> _GIVEN REQUEST_
Can you output everything from the line containing "task: provide the mask of every instance of the llama" down to and including the line containing "M 435 108 L" as a Markdown table with the columns No. and Line, numbering each line and omitting blank ones?
** Start of DATASET RECORDS **
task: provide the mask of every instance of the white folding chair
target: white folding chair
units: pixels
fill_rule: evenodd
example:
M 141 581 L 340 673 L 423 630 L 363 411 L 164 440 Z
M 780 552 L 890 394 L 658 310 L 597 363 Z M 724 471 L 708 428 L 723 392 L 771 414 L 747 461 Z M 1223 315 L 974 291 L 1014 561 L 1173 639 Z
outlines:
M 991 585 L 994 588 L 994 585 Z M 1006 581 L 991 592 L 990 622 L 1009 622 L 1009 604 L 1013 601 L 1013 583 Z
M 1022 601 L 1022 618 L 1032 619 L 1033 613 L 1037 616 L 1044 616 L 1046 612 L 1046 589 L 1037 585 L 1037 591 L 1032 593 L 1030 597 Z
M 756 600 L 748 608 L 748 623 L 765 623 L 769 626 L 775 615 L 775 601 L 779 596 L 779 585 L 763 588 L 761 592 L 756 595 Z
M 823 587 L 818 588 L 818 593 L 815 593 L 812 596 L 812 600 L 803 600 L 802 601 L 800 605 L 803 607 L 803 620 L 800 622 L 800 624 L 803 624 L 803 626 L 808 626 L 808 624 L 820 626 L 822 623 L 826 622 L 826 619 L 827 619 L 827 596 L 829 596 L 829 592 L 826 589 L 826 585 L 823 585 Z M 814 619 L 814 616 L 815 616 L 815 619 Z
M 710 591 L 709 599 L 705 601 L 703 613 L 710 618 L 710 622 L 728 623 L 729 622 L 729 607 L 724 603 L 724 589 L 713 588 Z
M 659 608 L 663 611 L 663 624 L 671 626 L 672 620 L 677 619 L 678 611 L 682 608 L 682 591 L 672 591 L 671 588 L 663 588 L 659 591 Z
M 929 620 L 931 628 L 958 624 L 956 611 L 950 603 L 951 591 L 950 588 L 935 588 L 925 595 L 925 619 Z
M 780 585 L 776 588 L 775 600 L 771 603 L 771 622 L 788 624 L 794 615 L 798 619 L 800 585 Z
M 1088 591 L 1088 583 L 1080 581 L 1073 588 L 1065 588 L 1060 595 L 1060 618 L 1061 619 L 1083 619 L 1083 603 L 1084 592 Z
** End of DATASET RECORDS **
** Start of DATASET RECORDS **
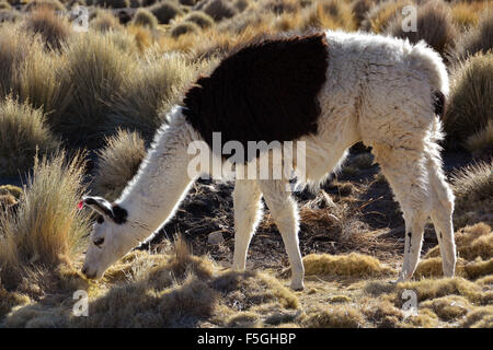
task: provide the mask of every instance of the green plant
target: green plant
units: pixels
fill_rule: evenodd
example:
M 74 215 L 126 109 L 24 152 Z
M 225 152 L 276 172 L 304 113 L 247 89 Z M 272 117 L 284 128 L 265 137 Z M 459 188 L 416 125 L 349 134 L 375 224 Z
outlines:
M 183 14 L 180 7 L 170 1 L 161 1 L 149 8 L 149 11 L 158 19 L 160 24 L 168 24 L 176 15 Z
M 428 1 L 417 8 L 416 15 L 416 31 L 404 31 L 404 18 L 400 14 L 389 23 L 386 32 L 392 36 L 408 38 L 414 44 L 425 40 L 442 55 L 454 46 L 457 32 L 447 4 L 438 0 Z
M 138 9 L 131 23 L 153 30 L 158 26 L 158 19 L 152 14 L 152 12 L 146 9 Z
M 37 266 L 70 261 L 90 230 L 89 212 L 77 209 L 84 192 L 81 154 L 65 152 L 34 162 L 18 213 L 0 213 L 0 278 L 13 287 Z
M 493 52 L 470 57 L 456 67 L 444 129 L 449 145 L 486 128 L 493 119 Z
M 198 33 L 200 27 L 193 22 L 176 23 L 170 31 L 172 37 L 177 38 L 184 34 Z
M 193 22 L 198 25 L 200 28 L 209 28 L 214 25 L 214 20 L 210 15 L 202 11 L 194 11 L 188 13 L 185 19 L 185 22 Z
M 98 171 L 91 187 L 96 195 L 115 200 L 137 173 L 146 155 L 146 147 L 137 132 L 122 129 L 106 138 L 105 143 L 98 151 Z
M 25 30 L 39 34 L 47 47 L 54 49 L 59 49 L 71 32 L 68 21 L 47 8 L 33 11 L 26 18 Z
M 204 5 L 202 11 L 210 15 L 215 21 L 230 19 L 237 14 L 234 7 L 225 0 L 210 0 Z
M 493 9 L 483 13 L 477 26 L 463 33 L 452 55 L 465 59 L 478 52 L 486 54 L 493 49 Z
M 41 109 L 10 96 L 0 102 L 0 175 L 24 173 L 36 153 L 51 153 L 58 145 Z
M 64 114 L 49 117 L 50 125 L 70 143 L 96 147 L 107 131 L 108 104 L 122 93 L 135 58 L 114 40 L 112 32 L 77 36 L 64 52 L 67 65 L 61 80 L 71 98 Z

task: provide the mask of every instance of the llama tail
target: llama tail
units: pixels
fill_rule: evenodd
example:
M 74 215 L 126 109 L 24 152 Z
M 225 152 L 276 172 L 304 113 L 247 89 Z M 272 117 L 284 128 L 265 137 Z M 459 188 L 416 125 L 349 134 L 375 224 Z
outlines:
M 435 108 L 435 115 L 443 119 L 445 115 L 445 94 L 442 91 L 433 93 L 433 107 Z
** End of DATASET RECORDS **
> _REPLY_
| No. | Line |
|---|---|
| 1 | task: provide the mask of every instance of the llama tail |
| 2 | target: llama tail |
| 3 | units: pixels |
| 4 | fill_rule: evenodd |
| 5 | example: |
| 6 | M 74 215 L 126 109 L 24 152 Z |
| 7 | M 225 152 L 276 172 L 304 113 L 247 89 Z M 272 117 L 284 128 L 265 137 Z M 459 188 L 416 125 L 349 134 L 375 224 Z |
| 8 | outlines: |
| 9 | M 435 108 L 435 115 L 443 119 L 445 115 L 445 94 L 442 91 L 433 93 L 433 107 Z |